SELECTED EXTRACT ::
——

From Obstruction To Destruction
A Discussion on Respiratory Lung Diseases.According to a report by the World Health Organization, deaths due to pulmonary diseases in India were on the rise accounting for 11 percent of the total deaths. India bears a 32 percent global burden of respiratory diseases. COPD and Asthma were held responsible for being the reason behind 75.6% and 20.0% of the chronic respiratory disease.
The term lung disease refers to many disorders affecting the lungs, such as asthma, COPD, infections like influenza, pneumonia and tuberculosis, lung cancer, and many other breathing problems. Some lung diseases can lead to respiratory failure. Chronic Inflammatory lung disease causes obstructive airflow from the lungs. Asthma is a chronic inflammatory disease. Even though current therapies, such as the combination of inhaled corticosteroids and β2-agonists, can control the symptoms of asthma in most patients. Increased expression of IL-4, IL-5, IL-9, and IL-13 shows a potential pathogenic role in pulmonary lung disease showing symptoms including breathing difficulty, cough, mucus (sputum), and production and wheezing.
IL-4, IL-5, IL-9, and IL-13 are the secretory products of stimulated macrophages and other cells. The increase in the levels of these cytokines results in inflammation in the respiratory tract including the trachea, bronchi, bronchioles, alveoli, pleural cavity, and muscles of respiration.

——

ENTRIES SHOWN ::
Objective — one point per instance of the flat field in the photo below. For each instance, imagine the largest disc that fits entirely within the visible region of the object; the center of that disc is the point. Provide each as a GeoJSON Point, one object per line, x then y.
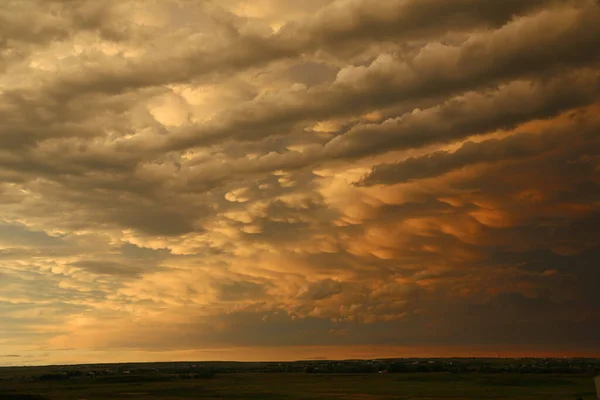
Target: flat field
{"type": "Point", "coordinates": [421, 386]}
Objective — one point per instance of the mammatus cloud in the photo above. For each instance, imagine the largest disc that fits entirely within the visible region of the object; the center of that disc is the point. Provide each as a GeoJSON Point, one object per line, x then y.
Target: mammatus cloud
{"type": "Point", "coordinates": [327, 177]}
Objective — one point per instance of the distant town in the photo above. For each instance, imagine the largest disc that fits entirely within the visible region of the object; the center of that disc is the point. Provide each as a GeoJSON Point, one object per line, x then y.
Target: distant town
{"type": "Point", "coordinates": [146, 372]}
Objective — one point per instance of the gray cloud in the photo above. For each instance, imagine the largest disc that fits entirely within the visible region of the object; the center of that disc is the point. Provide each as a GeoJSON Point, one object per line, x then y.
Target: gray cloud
{"type": "Point", "coordinates": [489, 151]}
{"type": "Point", "coordinates": [173, 174]}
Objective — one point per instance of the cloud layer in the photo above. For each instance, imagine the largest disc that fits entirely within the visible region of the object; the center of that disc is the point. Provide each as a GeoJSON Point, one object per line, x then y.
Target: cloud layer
{"type": "Point", "coordinates": [232, 179]}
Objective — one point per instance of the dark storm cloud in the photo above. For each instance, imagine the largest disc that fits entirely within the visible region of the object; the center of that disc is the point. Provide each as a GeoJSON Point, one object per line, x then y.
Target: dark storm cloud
{"type": "Point", "coordinates": [535, 45]}
{"type": "Point", "coordinates": [395, 19]}
{"type": "Point", "coordinates": [490, 151]}
{"type": "Point", "coordinates": [321, 290]}
{"type": "Point", "coordinates": [108, 268]}
{"type": "Point", "coordinates": [173, 174]}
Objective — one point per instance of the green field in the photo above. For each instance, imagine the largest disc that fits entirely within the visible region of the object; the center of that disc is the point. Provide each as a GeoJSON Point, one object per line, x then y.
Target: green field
{"type": "Point", "coordinates": [316, 386]}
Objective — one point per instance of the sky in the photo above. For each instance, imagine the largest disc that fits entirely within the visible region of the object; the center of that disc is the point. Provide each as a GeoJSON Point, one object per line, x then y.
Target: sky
{"type": "Point", "coordinates": [280, 180]}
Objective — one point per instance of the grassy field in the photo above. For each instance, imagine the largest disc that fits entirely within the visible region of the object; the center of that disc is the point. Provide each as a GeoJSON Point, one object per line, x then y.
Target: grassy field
{"type": "Point", "coordinates": [316, 386]}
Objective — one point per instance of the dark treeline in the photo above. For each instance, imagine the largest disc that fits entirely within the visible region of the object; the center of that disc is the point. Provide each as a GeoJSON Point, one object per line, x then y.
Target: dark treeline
{"type": "Point", "coordinates": [156, 372]}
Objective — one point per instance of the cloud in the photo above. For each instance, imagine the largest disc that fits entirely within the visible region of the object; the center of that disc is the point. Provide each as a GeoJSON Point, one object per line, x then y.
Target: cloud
{"type": "Point", "coordinates": [514, 147]}
{"type": "Point", "coordinates": [322, 175]}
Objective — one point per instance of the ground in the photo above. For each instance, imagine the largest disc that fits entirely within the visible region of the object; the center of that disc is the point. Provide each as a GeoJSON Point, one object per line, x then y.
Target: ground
{"type": "Point", "coordinates": [428, 386]}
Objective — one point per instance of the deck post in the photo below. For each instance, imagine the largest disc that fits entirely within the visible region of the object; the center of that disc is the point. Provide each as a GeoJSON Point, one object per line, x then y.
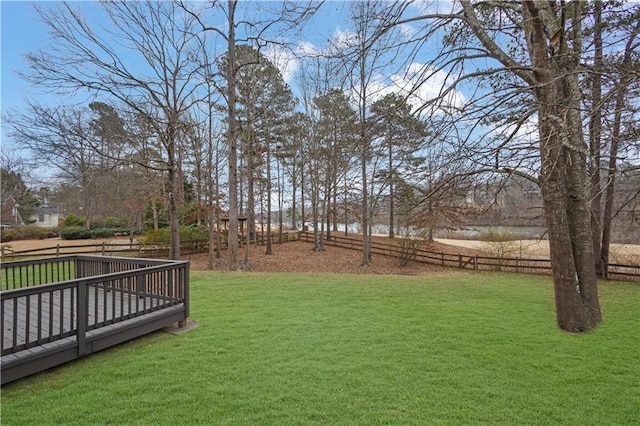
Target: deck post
{"type": "Point", "coordinates": [185, 294]}
{"type": "Point", "coordinates": [140, 285]}
{"type": "Point", "coordinates": [81, 318]}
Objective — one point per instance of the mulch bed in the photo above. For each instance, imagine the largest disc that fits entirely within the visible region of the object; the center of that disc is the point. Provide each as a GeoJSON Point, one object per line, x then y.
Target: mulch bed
{"type": "Point", "coordinates": [299, 256]}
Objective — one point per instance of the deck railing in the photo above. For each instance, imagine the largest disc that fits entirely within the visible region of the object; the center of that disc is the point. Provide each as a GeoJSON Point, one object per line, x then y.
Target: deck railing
{"type": "Point", "coordinates": [93, 292]}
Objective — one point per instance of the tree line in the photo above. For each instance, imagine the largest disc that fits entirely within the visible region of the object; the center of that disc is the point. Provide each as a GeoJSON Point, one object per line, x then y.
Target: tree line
{"type": "Point", "coordinates": [407, 111]}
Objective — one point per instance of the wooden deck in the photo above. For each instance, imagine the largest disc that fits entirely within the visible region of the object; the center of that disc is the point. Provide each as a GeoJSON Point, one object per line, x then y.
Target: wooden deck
{"type": "Point", "coordinates": [48, 324]}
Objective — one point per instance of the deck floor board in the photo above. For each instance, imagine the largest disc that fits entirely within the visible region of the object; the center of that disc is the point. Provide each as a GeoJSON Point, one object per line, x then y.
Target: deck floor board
{"type": "Point", "coordinates": [56, 314]}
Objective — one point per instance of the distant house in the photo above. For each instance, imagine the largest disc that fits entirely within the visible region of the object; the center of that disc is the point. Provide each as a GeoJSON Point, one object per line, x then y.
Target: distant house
{"type": "Point", "coordinates": [46, 217]}
{"type": "Point", "coordinates": [9, 215]}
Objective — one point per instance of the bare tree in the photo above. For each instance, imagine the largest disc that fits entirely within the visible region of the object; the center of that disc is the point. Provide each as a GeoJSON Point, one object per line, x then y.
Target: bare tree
{"type": "Point", "coordinates": [530, 81]}
{"type": "Point", "coordinates": [156, 73]}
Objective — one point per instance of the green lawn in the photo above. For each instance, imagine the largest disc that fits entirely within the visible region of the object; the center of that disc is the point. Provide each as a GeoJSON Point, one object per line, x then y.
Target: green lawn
{"type": "Point", "coordinates": [451, 348]}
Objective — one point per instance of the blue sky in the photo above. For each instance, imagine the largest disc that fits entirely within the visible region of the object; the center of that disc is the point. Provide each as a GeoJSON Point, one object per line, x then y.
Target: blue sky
{"type": "Point", "coordinates": [23, 32]}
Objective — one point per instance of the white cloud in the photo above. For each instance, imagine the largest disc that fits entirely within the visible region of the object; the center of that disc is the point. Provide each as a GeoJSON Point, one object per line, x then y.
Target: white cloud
{"type": "Point", "coordinates": [428, 7]}
{"type": "Point", "coordinates": [284, 60]}
{"type": "Point", "coordinates": [428, 88]}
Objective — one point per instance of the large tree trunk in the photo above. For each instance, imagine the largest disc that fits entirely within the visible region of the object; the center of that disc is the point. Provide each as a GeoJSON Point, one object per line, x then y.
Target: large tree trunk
{"type": "Point", "coordinates": [563, 179]}
{"type": "Point", "coordinates": [232, 238]}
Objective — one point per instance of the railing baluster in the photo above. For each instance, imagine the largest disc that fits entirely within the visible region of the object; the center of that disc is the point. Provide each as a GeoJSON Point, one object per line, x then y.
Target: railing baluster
{"type": "Point", "coordinates": [27, 320]}
{"type": "Point", "coordinates": [39, 317]}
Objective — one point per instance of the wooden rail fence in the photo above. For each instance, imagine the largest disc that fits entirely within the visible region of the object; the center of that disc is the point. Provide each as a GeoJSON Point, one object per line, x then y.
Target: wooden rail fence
{"type": "Point", "coordinates": [475, 262]}
{"type": "Point", "coordinates": [514, 264]}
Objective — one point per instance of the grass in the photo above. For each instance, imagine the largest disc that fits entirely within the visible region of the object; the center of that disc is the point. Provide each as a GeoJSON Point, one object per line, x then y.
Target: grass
{"type": "Point", "coordinates": [454, 348]}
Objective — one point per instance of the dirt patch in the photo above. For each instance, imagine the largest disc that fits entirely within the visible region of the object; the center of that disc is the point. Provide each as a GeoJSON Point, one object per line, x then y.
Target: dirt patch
{"type": "Point", "coordinates": [299, 256]}
{"type": "Point", "coordinates": [619, 253]}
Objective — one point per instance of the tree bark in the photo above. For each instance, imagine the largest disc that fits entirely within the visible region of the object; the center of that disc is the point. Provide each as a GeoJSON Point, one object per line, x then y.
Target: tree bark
{"type": "Point", "coordinates": [232, 238]}
{"type": "Point", "coordinates": [563, 176]}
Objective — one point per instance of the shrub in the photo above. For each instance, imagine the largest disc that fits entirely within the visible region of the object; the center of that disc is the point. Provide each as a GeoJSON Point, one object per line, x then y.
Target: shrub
{"type": "Point", "coordinates": [30, 232]}
{"type": "Point", "coordinates": [72, 220]}
{"type": "Point", "coordinates": [75, 233]}
{"type": "Point", "coordinates": [159, 236]}
{"type": "Point", "coordinates": [110, 222]}
{"type": "Point", "coordinates": [187, 233]}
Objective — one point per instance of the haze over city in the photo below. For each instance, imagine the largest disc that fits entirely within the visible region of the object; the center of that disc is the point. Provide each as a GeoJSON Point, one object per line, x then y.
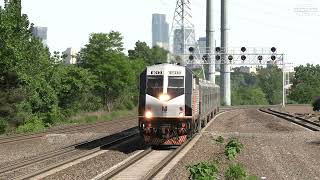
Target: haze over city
{"type": "Point", "coordinates": [291, 26]}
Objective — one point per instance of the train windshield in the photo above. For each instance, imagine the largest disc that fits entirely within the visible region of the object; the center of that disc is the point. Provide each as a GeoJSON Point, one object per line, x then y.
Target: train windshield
{"type": "Point", "coordinates": [175, 86]}
{"type": "Point", "coordinates": [154, 85]}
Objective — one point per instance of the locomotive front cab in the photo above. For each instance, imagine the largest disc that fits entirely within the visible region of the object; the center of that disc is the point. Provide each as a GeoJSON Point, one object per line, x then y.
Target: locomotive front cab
{"type": "Point", "coordinates": [162, 104]}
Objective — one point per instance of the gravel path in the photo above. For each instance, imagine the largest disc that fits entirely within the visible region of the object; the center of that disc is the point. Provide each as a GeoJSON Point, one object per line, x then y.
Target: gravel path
{"type": "Point", "coordinates": [273, 148]}
{"type": "Point", "coordinates": [13, 152]}
{"type": "Point", "coordinates": [92, 167]}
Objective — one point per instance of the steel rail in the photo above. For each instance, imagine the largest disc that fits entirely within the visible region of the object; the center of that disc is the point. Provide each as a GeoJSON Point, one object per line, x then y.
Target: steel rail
{"type": "Point", "coordinates": [17, 138]}
{"type": "Point", "coordinates": [296, 120]}
{"type": "Point", "coordinates": [75, 158]}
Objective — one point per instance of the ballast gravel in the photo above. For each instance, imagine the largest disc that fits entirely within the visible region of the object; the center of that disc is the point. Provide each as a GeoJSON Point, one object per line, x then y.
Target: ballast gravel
{"type": "Point", "coordinates": [273, 148]}
{"type": "Point", "coordinates": [22, 150]}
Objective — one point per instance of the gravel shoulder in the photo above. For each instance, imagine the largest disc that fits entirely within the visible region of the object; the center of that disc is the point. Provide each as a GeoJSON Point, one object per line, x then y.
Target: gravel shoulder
{"type": "Point", "coordinates": [13, 152]}
{"type": "Point", "coordinates": [273, 148]}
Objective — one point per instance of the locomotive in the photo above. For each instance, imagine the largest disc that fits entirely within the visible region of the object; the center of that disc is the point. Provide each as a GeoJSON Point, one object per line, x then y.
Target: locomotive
{"type": "Point", "coordinates": [174, 104]}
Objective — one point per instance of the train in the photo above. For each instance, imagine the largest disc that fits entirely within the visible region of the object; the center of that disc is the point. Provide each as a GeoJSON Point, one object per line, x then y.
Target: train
{"type": "Point", "coordinates": [174, 104]}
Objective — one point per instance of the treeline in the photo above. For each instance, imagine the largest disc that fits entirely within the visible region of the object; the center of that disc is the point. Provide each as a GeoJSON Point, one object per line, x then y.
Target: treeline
{"type": "Point", "coordinates": [37, 90]}
{"type": "Point", "coordinates": [265, 87]}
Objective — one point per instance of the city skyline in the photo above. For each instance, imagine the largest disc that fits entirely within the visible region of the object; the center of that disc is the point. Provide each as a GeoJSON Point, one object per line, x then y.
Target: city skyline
{"type": "Point", "coordinates": [287, 25]}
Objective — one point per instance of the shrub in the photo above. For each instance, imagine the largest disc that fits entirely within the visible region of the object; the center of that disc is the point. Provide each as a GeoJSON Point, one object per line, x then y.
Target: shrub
{"type": "Point", "coordinates": [236, 172]}
{"type": "Point", "coordinates": [316, 104]}
{"type": "Point", "coordinates": [3, 126]}
{"type": "Point", "coordinates": [203, 170]}
{"type": "Point", "coordinates": [233, 148]}
{"type": "Point", "coordinates": [220, 140]}
{"type": "Point", "coordinates": [33, 124]}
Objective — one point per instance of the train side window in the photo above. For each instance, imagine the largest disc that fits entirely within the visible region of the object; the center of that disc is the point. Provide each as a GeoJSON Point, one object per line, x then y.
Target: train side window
{"type": "Point", "coordinates": [175, 86]}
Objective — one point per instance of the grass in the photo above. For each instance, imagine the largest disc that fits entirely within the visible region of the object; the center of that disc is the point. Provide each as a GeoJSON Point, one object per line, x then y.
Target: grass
{"type": "Point", "coordinates": [233, 148]}
{"type": "Point", "coordinates": [88, 118]}
{"type": "Point", "coordinates": [204, 171]}
{"type": "Point", "coordinates": [35, 125]}
{"type": "Point", "coordinates": [238, 172]}
{"type": "Point", "coordinates": [220, 140]}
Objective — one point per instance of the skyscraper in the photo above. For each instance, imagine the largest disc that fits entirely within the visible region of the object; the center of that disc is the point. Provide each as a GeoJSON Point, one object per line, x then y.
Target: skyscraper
{"type": "Point", "coordinates": [160, 31]}
{"type": "Point", "coordinates": [41, 33]}
{"type": "Point", "coordinates": [70, 56]}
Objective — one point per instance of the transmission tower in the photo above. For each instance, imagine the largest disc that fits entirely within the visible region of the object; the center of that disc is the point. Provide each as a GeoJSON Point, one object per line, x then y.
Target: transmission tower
{"type": "Point", "coordinates": [183, 31]}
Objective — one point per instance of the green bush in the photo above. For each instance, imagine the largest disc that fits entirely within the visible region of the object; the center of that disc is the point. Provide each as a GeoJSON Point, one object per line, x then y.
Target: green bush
{"type": "Point", "coordinates": [3, 126]}
{"type": "Point", "coordinates": [236, 172]}
{"type": "Point", "coordinates": [220, 140]}
{"type": "Point", "coordinates": [316, 104]}
{"type": "Point", "coordinates": [233, 148]}
{"type": "Point", "coordinates": [33, 124]}
{"type": "Point", "coordinates": [203, 170]}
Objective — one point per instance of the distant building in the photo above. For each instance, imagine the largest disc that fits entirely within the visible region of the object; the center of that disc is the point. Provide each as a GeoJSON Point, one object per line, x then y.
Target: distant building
{"type": "Point", "coordinates": [70, 56]}
{"type": "Point", "coordinates": [160, 31]}
{"type": "Point", "coordinates": [41, 33]}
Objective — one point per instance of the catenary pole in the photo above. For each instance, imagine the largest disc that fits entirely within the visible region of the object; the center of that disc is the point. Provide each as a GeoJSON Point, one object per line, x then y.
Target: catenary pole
{"type": "Point", "coordinates": [210, 43]}
{"type": "Point", "coordinates": [225, 67]}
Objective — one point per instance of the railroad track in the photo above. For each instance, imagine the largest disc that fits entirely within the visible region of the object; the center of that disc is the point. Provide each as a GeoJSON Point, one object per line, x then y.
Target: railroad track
{"type": "Point", "coordinates": [70, 129]}
{"type": "Point", "coordinates": [144, 165]}
{"type": "Point", "coordinates": [73, 153]}
{"type": "Point", "coordinates": [294, 119]}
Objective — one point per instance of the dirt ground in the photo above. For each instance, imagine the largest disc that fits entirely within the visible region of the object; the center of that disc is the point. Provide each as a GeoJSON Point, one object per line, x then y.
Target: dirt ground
{"type": "Point", "coordinates": [273, 148]}
{"type": "Point", "coordinates": [298, 109]}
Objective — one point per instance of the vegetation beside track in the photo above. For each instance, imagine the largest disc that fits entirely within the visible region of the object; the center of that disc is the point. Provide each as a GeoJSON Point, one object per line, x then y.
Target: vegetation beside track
{"type": "Point", "coordinates": [38, 90]}
{"type": "Point", "coordinates": [210, 170]}
{"type": "Point", "coordinates": [82, 118]}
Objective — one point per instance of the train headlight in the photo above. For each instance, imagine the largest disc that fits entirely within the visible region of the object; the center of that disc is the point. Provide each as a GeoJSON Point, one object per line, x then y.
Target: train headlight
{"type": "Point", "coordinates": [148, 114]}
{"type": "Point", "coordinates": [164, 97]}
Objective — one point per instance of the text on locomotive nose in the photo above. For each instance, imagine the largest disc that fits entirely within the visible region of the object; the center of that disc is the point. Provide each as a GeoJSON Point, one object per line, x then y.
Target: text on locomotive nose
{"type": "Point", "coordinates": [164, 97]}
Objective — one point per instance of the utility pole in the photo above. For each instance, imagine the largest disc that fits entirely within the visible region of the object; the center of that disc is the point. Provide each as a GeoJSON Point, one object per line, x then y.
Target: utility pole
{"type": "Point", "coordinates": [210, 42]}
{"type": "Point", "coordinates": [183, 30]}
{"type": "Point", "coordinates": [225, 69]}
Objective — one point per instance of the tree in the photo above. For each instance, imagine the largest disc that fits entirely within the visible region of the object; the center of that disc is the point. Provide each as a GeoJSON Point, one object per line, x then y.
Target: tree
{"type": "Point", "coordinates": [151, 56]}
{"type": "Point", "coordinates": [104, 58]}
{"type": "Point", "coordinates": [74, 87]}
{"type": "Point", "coordinates": [28, 60]}
{"type": "Point", "coordinates": [306, 83]}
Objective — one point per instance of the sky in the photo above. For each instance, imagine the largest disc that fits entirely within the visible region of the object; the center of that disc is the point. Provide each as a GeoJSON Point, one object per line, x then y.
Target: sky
{"type": "Point", "coordinates": [292, 26]}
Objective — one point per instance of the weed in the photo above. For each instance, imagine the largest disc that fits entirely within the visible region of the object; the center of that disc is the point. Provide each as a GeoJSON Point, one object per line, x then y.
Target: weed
{"type": "Point", "coordinates": [220, 140]}
{"type": "Point", "coordinates": [233, 148]}
{"type": "Point", "coordinates": [32, 125]}
{"type": "Point", "coordinates": [3, 126]}
{"type": "Point", "coordinates": [236, 172]}
{"type": "Point", "coordinates": [91, 119]}
{"type": "Point", "coordinates": [203, 171]}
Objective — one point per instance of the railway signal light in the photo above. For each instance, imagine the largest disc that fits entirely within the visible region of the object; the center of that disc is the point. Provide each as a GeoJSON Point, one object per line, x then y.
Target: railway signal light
{"type": "Point", "coordinates": [191, 49]}
{"type": "Point", "coordinates": [243, 57]}
{"type": "Point", "coordinates": [260, 58]}
{"type": "Point", "coordinates": [230, 57]}
{"type": "Point", "coordinates": [205, 57]}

——

WHAT TO DO ::
a. In the text on respiratory lung diseases, why would higher levels of IL-4, IL-5, IL-9, and IL-13 contribute to lung disease? Answer in one to three sentences.
b. Pick up the text on respiratory lung diseases after its last sentence and keep writing in the same vein.

ANSWERS BY ITEM NUMBER ::
a. These cytokines are secreted by stimulated macrophages and other cells, and an increase in their levels results in inflammation in the respiratory tract. That inflammation reaches the trachea, bronchi, bronchioles, alveoli, pleural cavity, and muscles of respiration.

b.
As an effective therapy for respiratory lung disease such as Asthma, COPD, etc., provides a ribozyme and ribozyme delivery system which cleaves mRNA encoding cytokines involved in inflammation.
Our intervention is through RNAi which is the process of sequence-specific, transcriptional gene silencing through siRNA. It is a method of controlling gene expression and has potential in the development of drugs for pulmonary lung disease.
MECHANISM OF ACTION OF RIBOZYME
A hammerhead ribozyme has two binding arms designed to bind to the complementary RNA targets. The ribozyme binds to its target mRNA and makes an mRNA-ribozyme complex. The catalytic motif of the ribozyme then cleaves its target RNA into fragments and inhibits gene expression. Ribozyme becomes free after cleaving the target RNA and becomes free to enter into the next cycle.
Several molecular factors are involved in the inflammatory process in asthma. Therefore, blocking the function of these factors could efficiently alleviate airway inflammation.
RNA interference (RNAi) is often thought to be the answer while seeking more efficient and biocompatible treatments. However, certain difficulties appear in the efficient delivery of small interference RNA.
The key factor in RNAi, to target cells and tissues, have limited its clinical application. In this review, we have summarized cytokines and chemokines, transcription factors, tyrosine kinases, and costimulatory factors reported as targets of RNA-mediated treatment in experimental asthma. Also, we can conclude that several targeted delivery systems of RNA to specific cells such as T cells, macrophages, and dendritic cells, could potentially be applied in asthma therapy.